TASK STATEMENT:
Look through the listing below, and wherever a line has the string "bird", copy it.

MATERIAL TO PROCESS:

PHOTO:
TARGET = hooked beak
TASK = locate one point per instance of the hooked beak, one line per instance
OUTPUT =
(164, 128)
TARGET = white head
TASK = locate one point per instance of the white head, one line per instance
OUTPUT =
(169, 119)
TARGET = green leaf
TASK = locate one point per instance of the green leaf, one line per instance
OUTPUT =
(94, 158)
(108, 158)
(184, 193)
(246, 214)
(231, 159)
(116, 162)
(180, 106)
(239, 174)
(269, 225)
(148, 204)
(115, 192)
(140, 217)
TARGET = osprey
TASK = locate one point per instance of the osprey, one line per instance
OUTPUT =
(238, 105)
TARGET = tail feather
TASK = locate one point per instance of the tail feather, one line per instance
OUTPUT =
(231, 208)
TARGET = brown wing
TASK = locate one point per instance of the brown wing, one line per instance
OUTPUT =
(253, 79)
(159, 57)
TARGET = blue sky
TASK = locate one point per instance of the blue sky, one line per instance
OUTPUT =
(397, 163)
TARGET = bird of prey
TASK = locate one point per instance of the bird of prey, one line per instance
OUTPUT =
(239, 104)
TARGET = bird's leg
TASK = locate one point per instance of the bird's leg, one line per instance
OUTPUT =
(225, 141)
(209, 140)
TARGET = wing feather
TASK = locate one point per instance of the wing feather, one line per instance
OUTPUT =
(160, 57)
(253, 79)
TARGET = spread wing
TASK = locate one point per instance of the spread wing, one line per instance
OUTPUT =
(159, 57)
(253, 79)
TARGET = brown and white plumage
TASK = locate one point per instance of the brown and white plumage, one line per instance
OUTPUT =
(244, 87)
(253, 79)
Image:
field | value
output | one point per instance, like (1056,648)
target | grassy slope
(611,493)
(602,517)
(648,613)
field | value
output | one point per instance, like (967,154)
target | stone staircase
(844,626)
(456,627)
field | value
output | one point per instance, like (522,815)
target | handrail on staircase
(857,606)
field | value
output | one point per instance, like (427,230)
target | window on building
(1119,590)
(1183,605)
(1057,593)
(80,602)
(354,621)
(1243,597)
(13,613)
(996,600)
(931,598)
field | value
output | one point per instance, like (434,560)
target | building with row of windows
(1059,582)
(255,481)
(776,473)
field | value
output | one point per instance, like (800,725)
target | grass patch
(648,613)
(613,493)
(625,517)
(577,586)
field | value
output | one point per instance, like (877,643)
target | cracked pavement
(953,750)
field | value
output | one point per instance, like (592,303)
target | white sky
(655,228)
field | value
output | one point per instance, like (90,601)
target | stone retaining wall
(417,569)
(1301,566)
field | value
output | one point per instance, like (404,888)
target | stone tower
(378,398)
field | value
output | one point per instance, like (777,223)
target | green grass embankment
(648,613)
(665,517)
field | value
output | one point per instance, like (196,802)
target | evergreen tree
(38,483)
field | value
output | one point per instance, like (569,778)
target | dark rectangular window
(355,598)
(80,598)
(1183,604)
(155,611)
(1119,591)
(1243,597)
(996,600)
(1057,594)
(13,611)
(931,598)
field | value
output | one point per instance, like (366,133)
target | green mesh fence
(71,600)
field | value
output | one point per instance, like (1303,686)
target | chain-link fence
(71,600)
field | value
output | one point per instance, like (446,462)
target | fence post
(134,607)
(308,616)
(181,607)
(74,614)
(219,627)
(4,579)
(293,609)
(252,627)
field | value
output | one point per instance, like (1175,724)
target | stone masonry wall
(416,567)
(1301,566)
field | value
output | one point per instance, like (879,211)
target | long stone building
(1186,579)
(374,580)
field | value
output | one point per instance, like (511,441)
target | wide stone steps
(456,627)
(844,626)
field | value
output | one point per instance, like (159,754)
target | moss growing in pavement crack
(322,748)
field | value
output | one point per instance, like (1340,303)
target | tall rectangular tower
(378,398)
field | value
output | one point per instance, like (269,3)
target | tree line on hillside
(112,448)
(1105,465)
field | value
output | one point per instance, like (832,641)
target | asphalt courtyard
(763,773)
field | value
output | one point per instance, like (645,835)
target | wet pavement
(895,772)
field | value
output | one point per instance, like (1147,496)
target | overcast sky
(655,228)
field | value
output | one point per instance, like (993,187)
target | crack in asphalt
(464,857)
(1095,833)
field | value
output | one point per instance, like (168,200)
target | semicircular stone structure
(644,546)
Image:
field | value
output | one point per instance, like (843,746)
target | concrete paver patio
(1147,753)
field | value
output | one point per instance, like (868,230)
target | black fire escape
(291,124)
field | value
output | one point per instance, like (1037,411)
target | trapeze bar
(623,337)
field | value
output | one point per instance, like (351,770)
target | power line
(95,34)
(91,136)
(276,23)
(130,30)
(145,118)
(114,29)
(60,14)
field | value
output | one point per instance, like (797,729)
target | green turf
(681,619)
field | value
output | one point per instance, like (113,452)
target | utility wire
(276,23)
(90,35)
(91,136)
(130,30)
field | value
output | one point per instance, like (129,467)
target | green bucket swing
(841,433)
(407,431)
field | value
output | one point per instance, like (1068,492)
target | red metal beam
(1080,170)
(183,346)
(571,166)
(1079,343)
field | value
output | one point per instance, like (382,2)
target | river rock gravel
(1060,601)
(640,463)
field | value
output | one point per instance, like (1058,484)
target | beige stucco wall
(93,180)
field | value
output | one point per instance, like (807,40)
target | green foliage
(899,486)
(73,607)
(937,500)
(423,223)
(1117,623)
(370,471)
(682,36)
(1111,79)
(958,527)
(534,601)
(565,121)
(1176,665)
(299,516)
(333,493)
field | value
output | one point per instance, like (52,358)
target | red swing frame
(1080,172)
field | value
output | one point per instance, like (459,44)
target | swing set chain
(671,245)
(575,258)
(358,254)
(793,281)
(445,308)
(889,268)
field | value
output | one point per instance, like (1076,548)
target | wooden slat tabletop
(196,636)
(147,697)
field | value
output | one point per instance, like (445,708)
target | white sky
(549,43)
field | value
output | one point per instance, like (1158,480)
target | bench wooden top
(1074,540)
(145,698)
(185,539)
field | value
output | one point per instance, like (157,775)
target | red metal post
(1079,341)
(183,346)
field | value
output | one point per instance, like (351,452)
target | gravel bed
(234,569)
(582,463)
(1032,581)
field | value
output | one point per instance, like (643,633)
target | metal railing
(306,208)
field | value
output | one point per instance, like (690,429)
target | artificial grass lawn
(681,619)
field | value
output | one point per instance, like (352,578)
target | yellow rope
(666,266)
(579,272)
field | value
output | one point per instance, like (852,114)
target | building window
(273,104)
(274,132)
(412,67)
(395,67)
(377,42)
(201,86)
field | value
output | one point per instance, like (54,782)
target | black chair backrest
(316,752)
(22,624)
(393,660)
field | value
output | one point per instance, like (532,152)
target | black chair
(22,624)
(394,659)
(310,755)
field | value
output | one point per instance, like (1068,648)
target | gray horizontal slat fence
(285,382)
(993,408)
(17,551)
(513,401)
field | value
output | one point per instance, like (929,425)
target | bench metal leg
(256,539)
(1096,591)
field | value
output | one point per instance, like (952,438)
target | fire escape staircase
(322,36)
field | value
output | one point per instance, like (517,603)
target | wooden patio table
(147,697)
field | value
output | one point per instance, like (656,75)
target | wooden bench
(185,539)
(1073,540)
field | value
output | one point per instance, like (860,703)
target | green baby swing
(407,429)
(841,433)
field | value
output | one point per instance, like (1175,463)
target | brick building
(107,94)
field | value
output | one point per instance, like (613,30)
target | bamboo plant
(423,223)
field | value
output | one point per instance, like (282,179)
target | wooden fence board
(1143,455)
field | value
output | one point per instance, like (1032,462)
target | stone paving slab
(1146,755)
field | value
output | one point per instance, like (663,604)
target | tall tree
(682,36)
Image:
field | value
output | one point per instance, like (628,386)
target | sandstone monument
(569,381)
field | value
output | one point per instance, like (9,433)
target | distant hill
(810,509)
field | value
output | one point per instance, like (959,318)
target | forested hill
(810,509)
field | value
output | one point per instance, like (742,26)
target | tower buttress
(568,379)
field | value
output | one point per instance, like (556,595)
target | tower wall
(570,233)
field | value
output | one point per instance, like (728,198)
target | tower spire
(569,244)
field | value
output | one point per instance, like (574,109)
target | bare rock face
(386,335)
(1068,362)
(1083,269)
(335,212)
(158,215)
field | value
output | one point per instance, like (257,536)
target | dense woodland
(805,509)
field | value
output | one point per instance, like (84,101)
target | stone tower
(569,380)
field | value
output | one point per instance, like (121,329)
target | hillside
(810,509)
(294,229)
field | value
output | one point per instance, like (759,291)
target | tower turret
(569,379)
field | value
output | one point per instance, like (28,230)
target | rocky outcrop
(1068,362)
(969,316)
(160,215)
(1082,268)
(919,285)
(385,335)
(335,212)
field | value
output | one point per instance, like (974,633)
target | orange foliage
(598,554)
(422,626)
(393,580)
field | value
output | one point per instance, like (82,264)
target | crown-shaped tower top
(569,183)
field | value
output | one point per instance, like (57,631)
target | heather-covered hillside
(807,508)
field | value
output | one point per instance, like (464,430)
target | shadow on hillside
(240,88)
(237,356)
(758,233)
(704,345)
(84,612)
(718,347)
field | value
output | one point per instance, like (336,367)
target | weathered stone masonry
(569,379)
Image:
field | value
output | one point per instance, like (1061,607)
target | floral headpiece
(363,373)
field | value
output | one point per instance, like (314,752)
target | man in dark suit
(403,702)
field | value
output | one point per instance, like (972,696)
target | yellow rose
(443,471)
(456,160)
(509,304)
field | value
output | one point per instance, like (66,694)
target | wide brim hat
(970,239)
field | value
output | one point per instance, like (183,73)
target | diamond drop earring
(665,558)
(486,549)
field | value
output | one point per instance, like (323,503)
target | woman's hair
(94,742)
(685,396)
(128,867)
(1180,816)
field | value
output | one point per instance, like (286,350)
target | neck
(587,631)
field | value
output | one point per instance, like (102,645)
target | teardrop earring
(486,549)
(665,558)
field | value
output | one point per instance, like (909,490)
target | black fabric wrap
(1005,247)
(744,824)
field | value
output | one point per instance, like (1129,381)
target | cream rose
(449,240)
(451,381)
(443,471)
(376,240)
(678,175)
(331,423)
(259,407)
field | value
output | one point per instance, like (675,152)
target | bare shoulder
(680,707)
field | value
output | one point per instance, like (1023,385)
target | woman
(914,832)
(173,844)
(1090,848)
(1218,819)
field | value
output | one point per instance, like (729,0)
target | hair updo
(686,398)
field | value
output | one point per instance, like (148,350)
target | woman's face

SOLUTION:
TARGET = bird of prey
TASK = locate one point per instance of the bird of prey, one line per instance
TARGET = bird's leg
TASK = locate one point per instance of the bird's leg, one line per instance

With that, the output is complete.